▸ Short problem
How many lines in the records below contain the string "cross"? Give only the number.

Stored data entries

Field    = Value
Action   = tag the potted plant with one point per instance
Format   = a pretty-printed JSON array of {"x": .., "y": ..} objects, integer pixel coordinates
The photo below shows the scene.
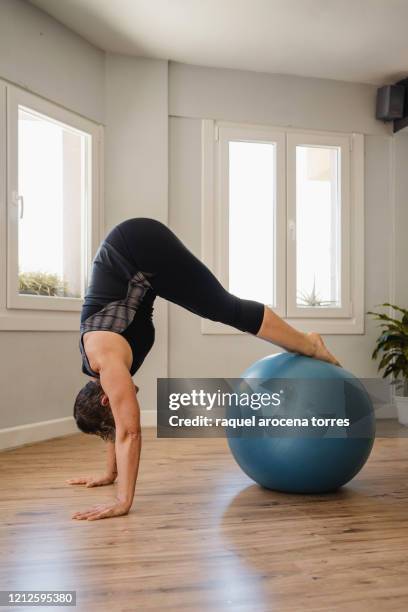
[{"x": 392, "y": 347}]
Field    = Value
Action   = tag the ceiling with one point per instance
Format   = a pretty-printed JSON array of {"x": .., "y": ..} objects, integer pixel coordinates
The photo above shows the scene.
[{"x": 350, "y": 40}]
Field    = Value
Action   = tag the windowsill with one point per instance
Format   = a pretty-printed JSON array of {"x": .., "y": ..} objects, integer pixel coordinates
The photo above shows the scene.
[
  {"x": 29, "y": 320},
  {"x": 353, "y": 325}
]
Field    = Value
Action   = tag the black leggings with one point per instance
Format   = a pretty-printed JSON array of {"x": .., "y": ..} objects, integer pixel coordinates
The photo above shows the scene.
[
  {"x": 140, "y": 259},
  {"x": 179, "y": 277}
]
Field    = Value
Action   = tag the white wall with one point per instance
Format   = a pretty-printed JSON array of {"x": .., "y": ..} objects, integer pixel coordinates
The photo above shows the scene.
[
  {"x": 196, "y": 93},
  {"x": 136, "y": 156},
  {"x": 41, "y": 371},
  {"x": 44, "y": 56},
  {"x": 401, "y": 218}
]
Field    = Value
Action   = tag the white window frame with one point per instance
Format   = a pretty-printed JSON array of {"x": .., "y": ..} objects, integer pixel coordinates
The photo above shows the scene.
[
  {"x": 40, "y": 312},
  {"x": 347, "y": 319}
]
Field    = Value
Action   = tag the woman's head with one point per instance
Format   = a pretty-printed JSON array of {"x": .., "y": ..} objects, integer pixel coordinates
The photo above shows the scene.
[{"x": 92, "y": 412}]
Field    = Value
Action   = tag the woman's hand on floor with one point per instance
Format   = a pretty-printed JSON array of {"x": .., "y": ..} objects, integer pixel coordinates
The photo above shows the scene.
[
  {"x": 93, "y": 481},
  {"x": 117, "y": 508}
]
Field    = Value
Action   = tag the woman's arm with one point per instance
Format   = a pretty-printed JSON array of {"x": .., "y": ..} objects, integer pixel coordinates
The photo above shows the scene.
[
  {"x": 276, "y": 330},
  {"x": 118, "y": 386}
]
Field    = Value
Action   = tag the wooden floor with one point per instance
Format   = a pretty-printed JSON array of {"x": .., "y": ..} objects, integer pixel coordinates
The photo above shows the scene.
[{"x": 201, "y": 537}]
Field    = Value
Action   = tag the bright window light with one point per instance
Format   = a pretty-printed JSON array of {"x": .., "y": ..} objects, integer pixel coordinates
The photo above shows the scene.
[
  {"x": 318, "y": 225},
  {"x": 252, "y": 195}
]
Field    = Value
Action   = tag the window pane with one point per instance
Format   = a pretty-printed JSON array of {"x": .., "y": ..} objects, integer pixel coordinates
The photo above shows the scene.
[
  {"x": 52, "y": 181},
  {"x": 318, "y": 208},
  {"x": 252, "y": 187}
]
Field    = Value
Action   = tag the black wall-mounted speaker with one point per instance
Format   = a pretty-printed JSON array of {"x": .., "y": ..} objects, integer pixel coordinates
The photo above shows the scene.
[{"x": 390, "y": 102}]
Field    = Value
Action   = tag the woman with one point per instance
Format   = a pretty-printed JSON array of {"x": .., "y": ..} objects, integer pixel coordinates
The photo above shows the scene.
[{"x": 139, "y": 259}]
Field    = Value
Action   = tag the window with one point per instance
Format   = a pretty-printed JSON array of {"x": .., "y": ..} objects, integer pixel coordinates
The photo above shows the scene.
[
  {"x": 283, "y": 222},
  {"x": 53, "y": 213}
]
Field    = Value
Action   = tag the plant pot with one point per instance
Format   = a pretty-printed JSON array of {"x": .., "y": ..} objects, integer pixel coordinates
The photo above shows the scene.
[{"x": 402, "y": 409}]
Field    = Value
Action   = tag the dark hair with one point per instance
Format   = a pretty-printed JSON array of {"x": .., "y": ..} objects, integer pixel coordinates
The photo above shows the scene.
[{"x": 90, "y": 416}]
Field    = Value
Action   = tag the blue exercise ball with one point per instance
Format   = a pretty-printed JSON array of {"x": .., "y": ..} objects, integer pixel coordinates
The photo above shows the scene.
[{"x": 290, "y": 460}]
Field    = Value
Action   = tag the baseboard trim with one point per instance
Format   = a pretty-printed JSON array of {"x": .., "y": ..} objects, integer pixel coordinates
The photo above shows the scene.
[{"x": 12, "y": 437}]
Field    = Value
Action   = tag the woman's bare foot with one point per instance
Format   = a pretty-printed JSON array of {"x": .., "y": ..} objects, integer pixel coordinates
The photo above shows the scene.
[{"x": 319, "y": 349}]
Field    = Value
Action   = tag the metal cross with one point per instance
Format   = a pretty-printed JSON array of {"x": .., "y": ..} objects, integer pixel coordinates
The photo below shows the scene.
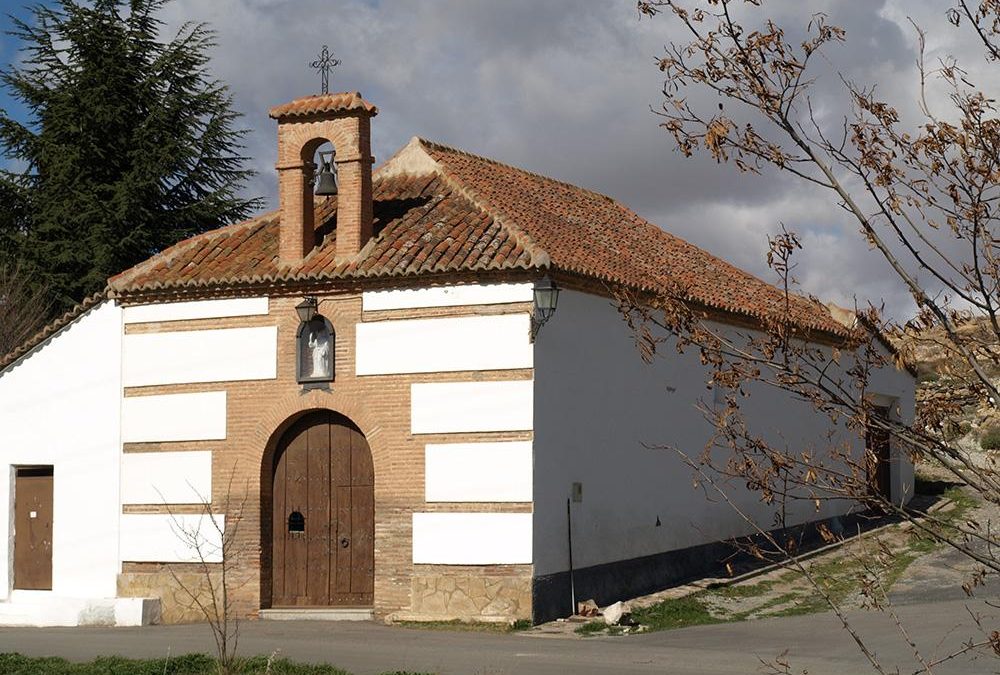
[{"x": 323, "y": 64}]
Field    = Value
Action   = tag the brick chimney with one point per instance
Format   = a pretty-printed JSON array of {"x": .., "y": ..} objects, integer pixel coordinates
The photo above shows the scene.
[{"x": 343, "y": 119}]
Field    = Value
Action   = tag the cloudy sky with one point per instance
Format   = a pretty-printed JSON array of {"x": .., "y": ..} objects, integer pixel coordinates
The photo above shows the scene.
[{"x": 564, "y": 88}]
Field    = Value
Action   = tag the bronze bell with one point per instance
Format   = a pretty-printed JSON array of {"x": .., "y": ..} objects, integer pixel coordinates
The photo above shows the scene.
[{"x": 326, "y": 183}]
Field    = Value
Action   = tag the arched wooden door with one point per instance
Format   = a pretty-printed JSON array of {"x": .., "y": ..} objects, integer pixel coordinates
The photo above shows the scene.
[{"x": 323, "y": 522}]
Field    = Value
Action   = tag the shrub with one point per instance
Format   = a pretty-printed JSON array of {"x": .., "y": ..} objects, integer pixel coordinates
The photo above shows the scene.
[{"x": 991, "y": 439}]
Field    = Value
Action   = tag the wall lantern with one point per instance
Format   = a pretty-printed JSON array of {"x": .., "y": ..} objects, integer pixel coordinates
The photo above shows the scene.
[
  {"x": 326, "y": 181},
  {"x": 546, "y": 297},
  {"x": 306, "y": 309},
  {"x": 315, "y": 342}
]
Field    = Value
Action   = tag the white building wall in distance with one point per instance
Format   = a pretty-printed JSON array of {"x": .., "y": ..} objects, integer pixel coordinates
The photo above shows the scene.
[
  {"x": 442, "y": 345},
  {"x": 156, "y": 537},
  {"x": 447, "y": 296},
  {"x": 613, "y": 423},
  {"x": 471, "y": 538},
  {"x": 196, "y": 309},
  {"x": 197, "y": 416},
  {"x": 457, "y": 407},
  {"x": 167, "y": 477},
  {"x": 478, "y": 472},
  {"x": 61, "y": 406},
  {"x": 221, "y": 355}
]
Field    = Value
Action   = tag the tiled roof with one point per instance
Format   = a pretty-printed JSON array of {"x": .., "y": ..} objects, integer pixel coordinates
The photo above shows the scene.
[
  {"x": 322, "y": 103},
  {"x": 438, "y": 209},
  {"x": 51, "y": 328}
]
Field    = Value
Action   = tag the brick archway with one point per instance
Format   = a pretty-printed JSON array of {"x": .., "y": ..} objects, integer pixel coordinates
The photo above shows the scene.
[
  {"x": 271, "y": 429},
  {"x": 322, "y": 514}
]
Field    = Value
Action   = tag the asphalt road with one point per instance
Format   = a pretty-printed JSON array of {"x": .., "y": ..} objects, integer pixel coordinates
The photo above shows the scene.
[{"x": 816, "y": 644}]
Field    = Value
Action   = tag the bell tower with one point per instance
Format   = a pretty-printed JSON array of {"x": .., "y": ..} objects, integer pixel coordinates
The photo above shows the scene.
[{"x": 344, "y": 120}]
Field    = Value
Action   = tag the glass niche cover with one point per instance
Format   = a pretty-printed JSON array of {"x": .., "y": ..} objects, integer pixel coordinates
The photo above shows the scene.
[{"x": 315, "y": 350}]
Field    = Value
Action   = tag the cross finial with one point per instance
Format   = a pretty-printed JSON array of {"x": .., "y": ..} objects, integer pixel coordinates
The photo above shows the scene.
[{"x": 323, "y": 64}]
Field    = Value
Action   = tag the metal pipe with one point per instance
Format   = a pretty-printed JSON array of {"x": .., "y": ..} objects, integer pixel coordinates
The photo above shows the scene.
[{"x": 569, "y": 540}]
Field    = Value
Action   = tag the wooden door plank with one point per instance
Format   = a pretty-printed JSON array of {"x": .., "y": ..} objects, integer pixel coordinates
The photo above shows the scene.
[
  {"x": 279, "y": 527},
  {"x": 363, "y": 545},
  {"x": 33, "y": 515},
  {"x": 362, "y": 471},
  {"x": 340, "y": 440},
  {"x": 318, "y": 514},
  {"x": 342, "y": 578},
  {"x": 296, "y": 499}
]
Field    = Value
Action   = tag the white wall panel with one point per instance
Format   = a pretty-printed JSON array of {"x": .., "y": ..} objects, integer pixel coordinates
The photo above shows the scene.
[
  {"x": 196, "y": 309},
  {"x": 478, "y": 472},
  {"x": 174, "y": 417},
  {"x": 222, "y": 355},
  {"x": 454, "y": 407},
  {"x": 158, "y": 537},
  {"x": 167, "y": 477},
  {"x": 60, "y": 405},
  {"x": 444, "y": 345},
  {"x": 471, "y": 538},
  {"x": 447, "y": 296}
]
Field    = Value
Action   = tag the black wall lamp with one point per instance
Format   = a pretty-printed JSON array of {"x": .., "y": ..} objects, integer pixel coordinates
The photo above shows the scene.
[
  {"x": 546, "y": 298},
  {"x": 306, "y": 309}
]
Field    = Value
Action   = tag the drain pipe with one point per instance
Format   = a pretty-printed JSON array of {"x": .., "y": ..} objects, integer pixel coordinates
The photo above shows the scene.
[{"x": 569, "y": 541}]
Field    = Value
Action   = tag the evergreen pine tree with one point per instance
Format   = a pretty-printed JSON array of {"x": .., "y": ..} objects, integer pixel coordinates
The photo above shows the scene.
[{"x": 131, "y": 145}]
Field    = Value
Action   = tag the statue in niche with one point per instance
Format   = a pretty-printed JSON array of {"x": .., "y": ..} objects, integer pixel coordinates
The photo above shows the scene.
[{"x": 315, "y": 351}]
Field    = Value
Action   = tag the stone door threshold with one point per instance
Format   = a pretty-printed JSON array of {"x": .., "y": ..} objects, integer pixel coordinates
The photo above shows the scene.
[{"x": 318, "y": 614}]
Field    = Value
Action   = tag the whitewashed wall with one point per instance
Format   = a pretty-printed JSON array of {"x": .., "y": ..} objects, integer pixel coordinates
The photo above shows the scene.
[
  {"x": 196, "y": 309},
  {"x": 167, "y": 477},
  {"x": 447, "y": 296},
  {"x": 193, "y": 356},
  {"x": 498, "y": 342},
  {"x": 60, "y": 405},
  {"x": 155, "y": 537},
  {"x": 198, "y": 416},
  {"x": 597, "y": 404},
  {"x": 478, "y": 472},
  {"x": 472, "y": 538},
  {"x": 455, "y": 407}
]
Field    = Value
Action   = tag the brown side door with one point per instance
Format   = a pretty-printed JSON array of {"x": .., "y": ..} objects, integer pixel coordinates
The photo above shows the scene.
[
  {"x": 323, "y": 515},
  {"x": 878, "y": 458},
  {"x": 33, "y": 528}
]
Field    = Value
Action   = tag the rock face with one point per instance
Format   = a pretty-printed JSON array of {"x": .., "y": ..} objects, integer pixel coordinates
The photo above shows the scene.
[{"x": 950, "y": 400}]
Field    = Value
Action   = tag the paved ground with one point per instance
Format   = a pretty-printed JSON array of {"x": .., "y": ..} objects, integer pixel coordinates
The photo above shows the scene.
[{"x": 815, "y": 643}]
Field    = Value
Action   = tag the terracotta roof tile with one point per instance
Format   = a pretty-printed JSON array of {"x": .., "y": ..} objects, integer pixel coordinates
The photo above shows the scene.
[
  {"x": 322, "y": 103},
  {"x": 464, "y": 213}
]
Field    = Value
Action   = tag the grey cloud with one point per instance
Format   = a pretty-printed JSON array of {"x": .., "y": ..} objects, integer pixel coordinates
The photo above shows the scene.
[{"x": 565, "y": 88}]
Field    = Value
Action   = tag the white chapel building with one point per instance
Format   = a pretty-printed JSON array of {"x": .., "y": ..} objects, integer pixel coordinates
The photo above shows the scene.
[{"x": 396, "y": 401}]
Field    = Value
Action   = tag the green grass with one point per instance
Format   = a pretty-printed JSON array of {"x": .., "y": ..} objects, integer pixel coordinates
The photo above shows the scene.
[{"x": 190, "y": 664}]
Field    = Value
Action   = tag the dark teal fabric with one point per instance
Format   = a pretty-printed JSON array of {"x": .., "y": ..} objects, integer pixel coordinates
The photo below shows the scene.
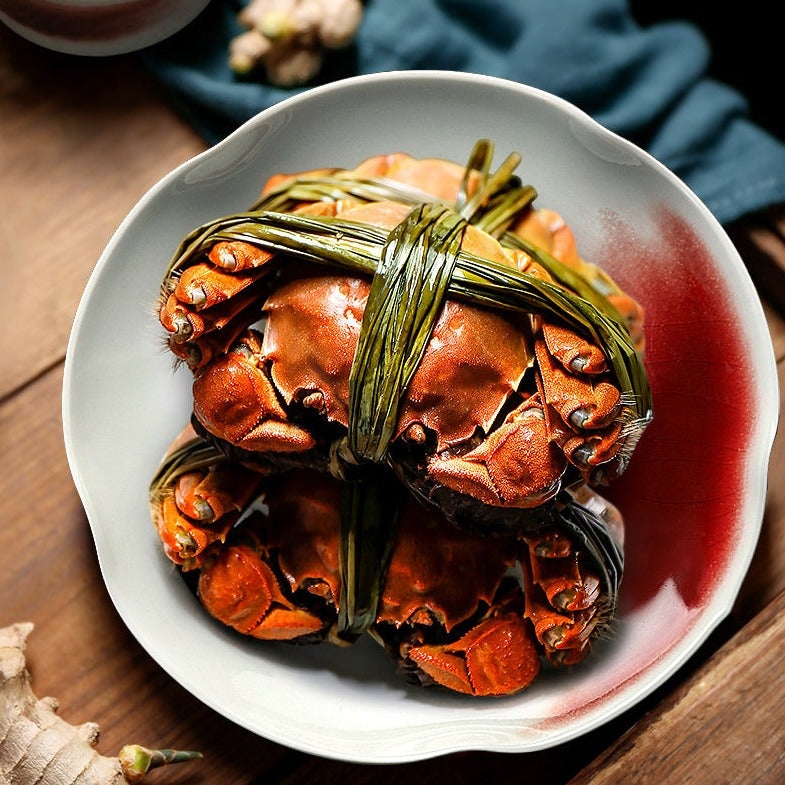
[{"x": 647, "y": 84}]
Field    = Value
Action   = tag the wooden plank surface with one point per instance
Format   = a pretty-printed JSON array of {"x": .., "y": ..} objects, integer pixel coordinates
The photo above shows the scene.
[
  {"x": 80, "y": 651},
  {"x": 73, "y": 161},
  {"x": 725, "y": 725},
  {"x": 61, "y": 179}
]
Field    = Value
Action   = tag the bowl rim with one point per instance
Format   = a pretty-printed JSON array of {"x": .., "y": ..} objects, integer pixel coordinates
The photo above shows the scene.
[{"x": 758, "y": 462}]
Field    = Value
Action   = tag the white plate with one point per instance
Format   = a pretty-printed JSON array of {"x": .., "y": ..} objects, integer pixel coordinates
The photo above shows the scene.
[{"x": 693, "y": 498}]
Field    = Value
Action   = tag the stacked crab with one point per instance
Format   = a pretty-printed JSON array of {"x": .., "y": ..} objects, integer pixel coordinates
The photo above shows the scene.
[{"x": 415, "y": 373}]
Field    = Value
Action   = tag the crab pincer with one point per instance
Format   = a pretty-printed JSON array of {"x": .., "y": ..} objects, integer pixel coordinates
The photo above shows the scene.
[{"x": 405, "y": 379}]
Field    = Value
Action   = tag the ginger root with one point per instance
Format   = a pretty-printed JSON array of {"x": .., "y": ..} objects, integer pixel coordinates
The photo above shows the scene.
[
  {"x": 288, "y": 37},
  {"x": 37, "y": 746}
]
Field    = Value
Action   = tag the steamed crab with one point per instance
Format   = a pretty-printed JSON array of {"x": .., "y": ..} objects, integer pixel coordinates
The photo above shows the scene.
[
  {"x": 471, "y": 613},
  {"x": 417, "y": 324}
]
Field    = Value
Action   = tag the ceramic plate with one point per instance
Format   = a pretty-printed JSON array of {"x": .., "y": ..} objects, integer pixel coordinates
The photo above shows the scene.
[{"x": 693, "y": 497}]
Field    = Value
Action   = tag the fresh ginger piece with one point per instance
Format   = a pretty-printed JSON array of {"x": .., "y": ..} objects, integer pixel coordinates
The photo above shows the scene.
[
  {"x": 38, "y": 746},
  {"x": 286, "y": 38}
]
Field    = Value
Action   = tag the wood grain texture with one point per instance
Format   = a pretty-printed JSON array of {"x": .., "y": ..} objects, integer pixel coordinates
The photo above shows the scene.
[
  {"x": 73, "y": 161},
  {"x": 724, "y": 725},
  {"x": 80, "y": 651}
]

▸ Final result
2